■ 提供記録
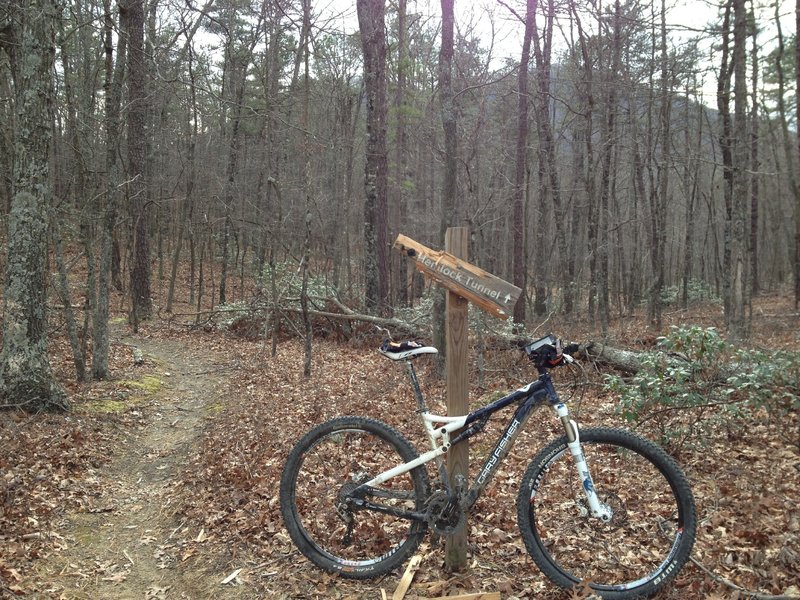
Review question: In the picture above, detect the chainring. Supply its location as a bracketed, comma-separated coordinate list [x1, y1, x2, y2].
[425, 490, 467, 535]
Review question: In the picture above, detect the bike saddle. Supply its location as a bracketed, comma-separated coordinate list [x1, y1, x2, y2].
[379, 340, 439, 360]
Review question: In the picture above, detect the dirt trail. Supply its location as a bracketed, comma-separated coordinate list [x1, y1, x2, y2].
[32, 336, 256, 600]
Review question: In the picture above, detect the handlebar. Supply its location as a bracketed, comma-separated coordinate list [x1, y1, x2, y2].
[523, 333, 579, 369]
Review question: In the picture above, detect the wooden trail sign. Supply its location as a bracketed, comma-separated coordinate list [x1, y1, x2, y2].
[394, 234, 522, 319]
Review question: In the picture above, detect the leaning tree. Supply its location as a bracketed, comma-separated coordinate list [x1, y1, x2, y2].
[0, 0, 69, 412]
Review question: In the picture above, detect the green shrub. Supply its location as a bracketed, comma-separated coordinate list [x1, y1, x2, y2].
[605, 327, 800, 449]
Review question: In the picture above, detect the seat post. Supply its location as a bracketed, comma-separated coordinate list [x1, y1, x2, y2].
[405, 359, 428, 412]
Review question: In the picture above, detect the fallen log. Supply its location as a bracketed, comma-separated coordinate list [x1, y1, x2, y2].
[576, 341, 642, 375]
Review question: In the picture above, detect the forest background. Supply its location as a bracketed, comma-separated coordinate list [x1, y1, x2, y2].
[0, 0, 800, 596]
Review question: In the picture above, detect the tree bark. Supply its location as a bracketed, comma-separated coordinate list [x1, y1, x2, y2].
[726, 0, 749, 340]
[794, 0, 800, 310]
[356, 0, 390, 314]
[0, 0, 69, 412]
[120, 0, 153, 331]
[513, 0, 537, 328]
[92, 0, 127, 379]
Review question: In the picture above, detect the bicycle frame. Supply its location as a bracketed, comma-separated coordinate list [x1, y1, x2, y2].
[354, 360, 612, 521]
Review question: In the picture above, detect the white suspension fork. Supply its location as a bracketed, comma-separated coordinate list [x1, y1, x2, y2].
[554, 404, 613, 521]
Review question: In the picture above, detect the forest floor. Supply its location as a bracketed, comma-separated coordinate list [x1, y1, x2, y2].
[0, 288, 800, 600]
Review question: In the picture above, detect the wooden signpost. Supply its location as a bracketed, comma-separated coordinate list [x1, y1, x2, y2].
[394, 227, 521, 570]
[394, 233, 522, 319]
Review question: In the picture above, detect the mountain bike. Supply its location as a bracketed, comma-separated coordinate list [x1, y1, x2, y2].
[280, 335, 696, 598]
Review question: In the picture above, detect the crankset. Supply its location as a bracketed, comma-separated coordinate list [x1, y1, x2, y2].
[425, 490, 467, 535]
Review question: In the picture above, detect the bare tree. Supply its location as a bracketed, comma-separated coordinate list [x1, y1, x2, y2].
[513, 0, 537, 327]
[120, 0, 153, 330]
[356, 0, 389, 313]
[0, 0, 69, 412]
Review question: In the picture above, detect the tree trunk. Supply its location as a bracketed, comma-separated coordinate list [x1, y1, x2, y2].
[717, 0, 733, 325]
[749, 11, 761, 296]
[356, 0, 390, 314]
[726, 0, 749, 340]
[120, 0, 153, 331]
[513, 0, 537, 329]
[393, 0, 410, 306]
[0, 0, 69, 412]
[794, 0, 800, 310]
[92, 0, 127, 379]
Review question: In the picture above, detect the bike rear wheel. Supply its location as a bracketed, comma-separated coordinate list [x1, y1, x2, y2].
[280, 417, 428, 579]
[517, 429, 696, 599]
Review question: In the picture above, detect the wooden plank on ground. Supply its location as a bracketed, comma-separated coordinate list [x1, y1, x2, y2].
[430, 592, 500, 600]
[392, 554, 422, 600]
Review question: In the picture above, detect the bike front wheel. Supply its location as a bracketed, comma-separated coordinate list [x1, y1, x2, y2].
[517, 429, 696, 599]
[280, 417, 428, 579]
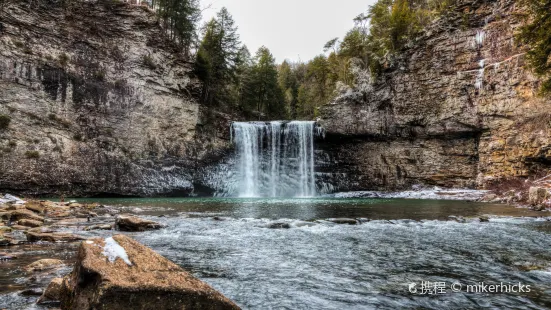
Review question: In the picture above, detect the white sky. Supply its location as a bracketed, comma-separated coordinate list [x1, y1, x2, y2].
[201, 0, 375, 63]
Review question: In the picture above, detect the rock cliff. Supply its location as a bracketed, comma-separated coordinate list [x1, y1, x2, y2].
[318, 0, 551, 190]
[0, 1, 233, 196]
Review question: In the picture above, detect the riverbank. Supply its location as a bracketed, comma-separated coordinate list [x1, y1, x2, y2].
[0, 197, 551, 308]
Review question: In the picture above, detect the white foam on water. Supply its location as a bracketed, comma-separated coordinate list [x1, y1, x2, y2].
[101, 237, 132, 266]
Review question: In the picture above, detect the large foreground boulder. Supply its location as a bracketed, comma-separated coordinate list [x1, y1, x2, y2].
[115, 215, 163, 231]
[60, 235, 239, 310]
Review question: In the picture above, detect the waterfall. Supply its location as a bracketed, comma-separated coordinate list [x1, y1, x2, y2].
[227, 121, 321, 197]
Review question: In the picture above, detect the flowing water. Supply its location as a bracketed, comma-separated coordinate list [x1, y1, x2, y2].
[223, 121, 316, 198]
[0, 198, 551, 309]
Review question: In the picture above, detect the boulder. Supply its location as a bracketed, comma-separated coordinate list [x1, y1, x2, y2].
[268, 223, 291, 229]
[19, 287, 42, 296]
[25, 201, 45, 214]
[36, 278, 63, 304]
[17, 219, 43, 227]
[115, 215, 163, 231]
[0, 226, 13, 233]
[9, 209, 44, 222]
[478, 215, 490, 223]
[327, 218, 359, 225]
[84, 224, 113, 231]
[61, 235, 239, 310]
[528, 186, 551, 207]
[25, 258, 64, 272]
[27, 231, 86, 242]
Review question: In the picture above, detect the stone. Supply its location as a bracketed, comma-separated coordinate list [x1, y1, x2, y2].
[115, 215, 163, 231]
[25, 201, 45, 214]
[0, 226, 13, 233]
[61, 235, 239, 310]
[478, 215, 490, 223]
[9, 209, 44, 222]
[11, 225, 31, 230]
[27, 231, 86, 242]
[19, 287, 43, 296]
[84, 224, 113, 231]
[327, 218, 359, 225]
[37, 278, 63, 304]
[528, 186, 551, 206]
[17, 219, 43, 227]
[268, 223, 291, 229]
[25, 258, 64, 272]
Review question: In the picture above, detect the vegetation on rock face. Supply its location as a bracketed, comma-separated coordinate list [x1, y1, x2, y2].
[518, 0, 551, 95]
[25, 151, 40, 159]
[0, 114, 11, 130]
[150, 0, 201, 56]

■ 課題の詳細
上記の記録をすべて、「Review question」を「Query」に置き換えて書き直し、それ以外は変更しないでください。画像は答えに含めないでください。

■ 出力全文
Query: In the picture above, detect the chainring. Supply its location as a bracketed, comma-separated coordinate list [x1, y1, x2, y2].
[425, 490, 467, 535]
Query: In the picture above, detect the bike saddle. Supply its location as a bracketed, comma-separated coordinate list [x1, y1, x2, y2].
[379, 340, 439, 360]
Query: In the picture above, detect the dirt trail. Supply its location as a bracketed, comma-separated coordinate list [x1, y1, x2, y2].
[32, 336, 256, 600]
Query: In the picture above, detect the handlebar. Supply its location as a bracketed, comma-separated coordinate list [x1, y1, x2, y2].
[523, 333, 579, 369]
Query: In the picture above, detect the wooden trail sign. Supply its location as a bracketed, comma-separated coordinate list [x1, y1, x2, y2].
[394, 234, 522, 319]
Query: In the picture above, detect the leaning tree. Supply its location as a bracketed, comma-separated coordinate list [x1, y1, x2, y2].
[0, 0, 69, 412]
Query: In the picture above, detect the green shrub. Supply its location as a bracketed, comma-separated coordinate list [x1, y1, x2, y2].
[605, 327, 800, 449]
Query: In the picture above, detect the seat post. Supply its location as a bracketed, comma-separated coordinate list [x1, y1, x2, y2].
[405, 359, 428, 412]
Query: In the picture above, detect the fallen log. Supply its location as a bracketed, comma-separated coordinate list [x1, y1, x2, y2].
[576, 341, 642, 375]
Query: In the picture above, detect the forest background. Supply its location as a bracketed, comma-separated coordinate list [x1, y1, x2, y2].
[0, 0, 800, 596]
Query: In the picture above, detect the tree bark. Supply its location as a bracketed, comma-separated coordinate list [x1, y1, x2, y2].
[726, 0, 749, 340]
[794, 0, 800, 310]
[356, 0, 390, 314]
[0, 0, 69, 412]
[120, 0, 153, 331]
[513, 0, 537, 328]
[92, 0, 127, 379]
Query: In the picture above, detect the bicycle frame. Supply its location as a bracketed, comma-separated coordinate list [x1, y1, x2, y2].
[354, 360, 612, 521]
Query: In the picture above, detect the white suspension fork. Supply its location as a bracketed, comma-separated coordinate list [x1, y1, x2, y2].
[554, 404, 613, 521]
Query: In the picture above, detect the forest floor. Supply its location as a bracketed, comma-separated coordinate list [x1, y1, x2, y2].
[0, 288, 800, 600]
Query: In the picture above, detect the wooden signpost. Supply its location as a bracketed, comma-separated coordinate list [x1, y1, x2, y2].
[394, 227, 521, 570]
[394, 233, 522, 319]
Query: In the picture above, detect the mountain bike. Supply its location as a bracketed, comma-separated coordinate list [x1, y1, x2, y2].
[280, 335, 696, 598]
Query: In the picture above, detect the crankset. Supply its location as a bracketed, comma-separated coordinate list [x1, y1, x2, y2].
[425, 490, 467, 535]
Query: In the picture above, detect the bare tree. Supply its location as a bracketed, comma-separated coordinate list [x1, y1, x2, y2].
[513, 0, 537, 327]
[120, 0, 153, 330]
[356, 0, 389, 313]
[0, 0, 69, 412]
Query: In the picture above, detect the tree trunk. Supply its location as a bracketed, comma-separated coordinate list [x1, y1, x2, y2].
[717, 0, 733, 325]
[749, 11, 761, 296]
[356, 0, 390, 314]
[726, 0, 749, 340]
[120, 0, 153, 331]
[513, 0, 537, 329]
[393, 0, 410, 306]
[0, 0, 69, 412]
[794, 0, 800, 310]
[92, 0, 127, 379]
Query: In the picture above, detect the bike rear wheel. Supply its location as a bracketed, comma-separated coordinate list [x1, y1, x2, y2].
[280, 417, 428, 579]
[517, 429, 696, 599]
Query: In the picture above, detect the wooden plank on ground. Supply its location as a bracketed, comma-separated coordinate list [x1, y1, x2, y2].
[430, 592, 500, 600]
[392, 554, 422, 600]
Query: In the picture above, detect the bike front wheel. Supply its location as a bracketed, comma-separated coordinate list [x1, y1, x2, y2].
[517, 429, 696, 599]
[280, 417, 428, 579]
Query: In the picture above, detect the white sky. Supply its location as a bracketed, comma-separated coordinate list [x1, y1, x2, y2].
[201, 0, 375, 63]
Query: In the picture above, detect the rock cliff. Supply its location as a bracketed, comma-separated coordinate list [x1, y1, x2, y2].
[318, 0, 551, 190]
[0, 1, 233, 196]
Query: In the picture above, detect the riverbank. Supply its location as a bracketed, comma-separated coordinate list [x1, y1, x2, y2].
[0, 197, 551, 308]
Query: In the picture above, detect the white foam on water. Supply its location as a bracketed, comma-separated coordinate list [x1, y1, x2, y2].
[101, 237, 132, 266]
Query: In the picture above, detect the large foreground boulder. Supply its location as a bracketed, comma-separated coordinate list [x1, y1, x2, y2].
[115, 215, 163, 231]
[60, 235, 239, 310]
Query: In the picture above, detect the waterfall. Supply its location as a bracketed, comma-separated coordinate list [x1, y1, x2, y2].
[227, 121, 321, 197]
Query: In the picture above, detect the flowing water. Supply its location as a bracketed, comma-separated coordinate list [x1, y1, x2, y2].
[223, 121, 316, 198]
[0, 198, 551, 309]
Query: In the picture above, detect the boulder. Supply its location as a bracketed, comma-separated coordinate list [x1, y1, x2, y2].
[268, 223, 291, 229]
[19, 287, 42, 296]
[25, 201, 45, 214]
[36, 278, 63, 304]
[17, 219, 43, 227]
[115, 215, 163, 231]
[0, 226, 13, 233]
[9, 209, 44, 222]
[478, 215, 490, 223]
[327, 218, 359, 225]
[84, 224, 113, 231]
[61, 235, 239, 310]
[528, 186, 551, 207]
[25, 258, 64, 272]
[27, 231, 86, 242]
Query: In the picture above, detect the stone. Supply its location as a bracketed, comma-separated coordinate list [x1, y1, x2, y2].
[115, 215, 163, 231]
[25, 201, 45, 214]
[0, 226, 13, 233]
[61, 235, 239, 310]
[478, 215, 490, 223]
[9, 209, 44, 222]
[11, 225, 31, 230]
[27, 231, 86, 242]
[19, 287, 43, 296]
[84, 224, 113, 231]
[327, 218, 359, 225]
[37, 278, 63, 304]
[528, 186, 551, 206]
[17, 219, 43, 227]
[268, 223, 291, 229]
[25, 258, 64, 272]
Query: In the picture above, detect the vegetation on rock face. Supply its location as a bracketed, comma-separated coordinate list [x1, y1, x2, y2].
[518, 0, 551, 95]
[25, 151, 40, 159]
[0, 114, 11, 130]
[150, 0, 201, 56]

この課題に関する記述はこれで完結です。